YOUR GOAL: Which lines in the entries below contain the string "burnt"? Show each of them in full.

RECORDS SUPPLIED:
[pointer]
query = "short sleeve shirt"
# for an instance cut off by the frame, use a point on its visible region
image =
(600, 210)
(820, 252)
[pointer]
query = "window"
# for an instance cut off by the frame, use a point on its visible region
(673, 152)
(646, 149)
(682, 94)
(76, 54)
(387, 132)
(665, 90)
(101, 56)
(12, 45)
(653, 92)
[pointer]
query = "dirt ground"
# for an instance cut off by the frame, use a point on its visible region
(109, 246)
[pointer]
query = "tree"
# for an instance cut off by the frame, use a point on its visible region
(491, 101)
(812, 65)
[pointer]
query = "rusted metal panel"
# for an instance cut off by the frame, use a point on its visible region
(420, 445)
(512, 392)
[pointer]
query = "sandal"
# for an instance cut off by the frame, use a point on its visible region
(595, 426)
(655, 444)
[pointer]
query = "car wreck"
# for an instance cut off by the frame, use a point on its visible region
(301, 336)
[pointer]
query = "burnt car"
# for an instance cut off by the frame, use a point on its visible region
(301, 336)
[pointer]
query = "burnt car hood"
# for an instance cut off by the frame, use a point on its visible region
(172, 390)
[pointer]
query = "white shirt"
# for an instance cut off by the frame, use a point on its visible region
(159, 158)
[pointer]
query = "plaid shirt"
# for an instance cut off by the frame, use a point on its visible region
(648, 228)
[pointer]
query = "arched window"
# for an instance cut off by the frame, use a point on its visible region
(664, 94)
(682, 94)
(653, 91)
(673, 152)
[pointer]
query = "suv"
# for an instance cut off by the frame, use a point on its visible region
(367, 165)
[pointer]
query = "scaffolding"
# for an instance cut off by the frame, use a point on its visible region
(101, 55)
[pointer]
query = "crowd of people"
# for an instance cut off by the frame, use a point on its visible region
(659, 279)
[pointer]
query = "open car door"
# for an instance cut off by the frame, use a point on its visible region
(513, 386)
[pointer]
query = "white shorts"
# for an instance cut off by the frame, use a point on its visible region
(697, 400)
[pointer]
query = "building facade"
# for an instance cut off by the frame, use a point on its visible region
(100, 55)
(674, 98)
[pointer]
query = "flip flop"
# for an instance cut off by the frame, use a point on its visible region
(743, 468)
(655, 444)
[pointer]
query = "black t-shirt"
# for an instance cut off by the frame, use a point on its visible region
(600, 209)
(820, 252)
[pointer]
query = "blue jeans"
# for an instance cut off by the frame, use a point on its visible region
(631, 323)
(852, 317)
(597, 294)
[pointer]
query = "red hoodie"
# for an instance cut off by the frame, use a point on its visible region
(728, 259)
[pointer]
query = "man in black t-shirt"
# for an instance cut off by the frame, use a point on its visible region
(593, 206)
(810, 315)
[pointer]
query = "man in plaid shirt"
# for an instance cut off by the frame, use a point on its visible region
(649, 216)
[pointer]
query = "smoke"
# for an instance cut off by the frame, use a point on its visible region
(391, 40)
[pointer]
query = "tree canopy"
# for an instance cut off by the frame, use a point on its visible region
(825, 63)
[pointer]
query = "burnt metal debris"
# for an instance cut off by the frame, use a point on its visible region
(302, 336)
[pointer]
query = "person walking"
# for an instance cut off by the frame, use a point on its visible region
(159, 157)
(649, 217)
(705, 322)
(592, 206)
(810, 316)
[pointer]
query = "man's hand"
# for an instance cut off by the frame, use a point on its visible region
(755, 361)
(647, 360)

ANSWER TO THIS EXERCISE:
query = "burnt car"
query = "burnt car hood"
query = "burnt metal debris"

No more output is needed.